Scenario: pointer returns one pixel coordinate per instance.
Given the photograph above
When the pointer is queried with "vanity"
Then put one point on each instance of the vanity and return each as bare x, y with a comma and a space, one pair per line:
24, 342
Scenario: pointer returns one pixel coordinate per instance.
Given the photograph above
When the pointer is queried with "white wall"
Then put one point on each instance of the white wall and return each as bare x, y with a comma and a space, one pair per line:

TASK STATEMENT - Repeat every line of the records, requests included, and reduce each coordinate value in the answers by 20.

THE OUTPUT -
Scenario: pointer returns one pixel coordinate per instance.
Given the photograph above
When the pointer is queried with "vanity"
Then put one point on each instance of the vanity and return each as bare x, y with a comma and a space, one pair per line:
4, 322
Scenario: pointer returns one pixel coordinate per instance.
Given the photograph above
When the pointer is queried with "white wall"
Then put one point on each instance of the white wall and return each as bare x, y with a comma and a space, one pair per line:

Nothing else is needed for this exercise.